• **TASK INSTRUCTIONS**: Copy out the listing below without the pictures, switching every "pixel coordinates" to "image coordinates" and leaving everything else unchanged.
________________
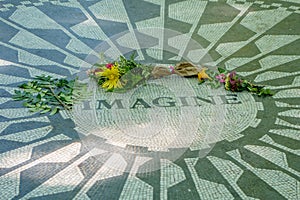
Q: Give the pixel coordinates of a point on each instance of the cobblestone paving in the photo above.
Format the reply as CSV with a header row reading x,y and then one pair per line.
x,y
257,156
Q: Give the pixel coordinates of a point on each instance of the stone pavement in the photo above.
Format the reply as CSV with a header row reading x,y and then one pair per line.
x,y
256,154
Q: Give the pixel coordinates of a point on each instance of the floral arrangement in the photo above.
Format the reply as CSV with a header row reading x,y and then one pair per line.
x,y
115,75
47,94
________________
• **THE COMPLETED TASK**:
Q: Give the image coordinates of a point on each instance of the cobblestone paving in the photo above.
Format the reply as CSV with a header row reading x,y and then one pair per line.
x,y
257,156
Q: Give the image coordinates of a point on each instance of the stone pavement in the photo above.
Format the reply as CSV with a header row reading x,y and then one pair per line.
x,y
256,154
Q: Give the image coordinates of a point on each instance of the floral arrangement in the photo above.
Format the reply as CSV with a header row reading x,y and then one pair per line.
x,y
115,75
47,94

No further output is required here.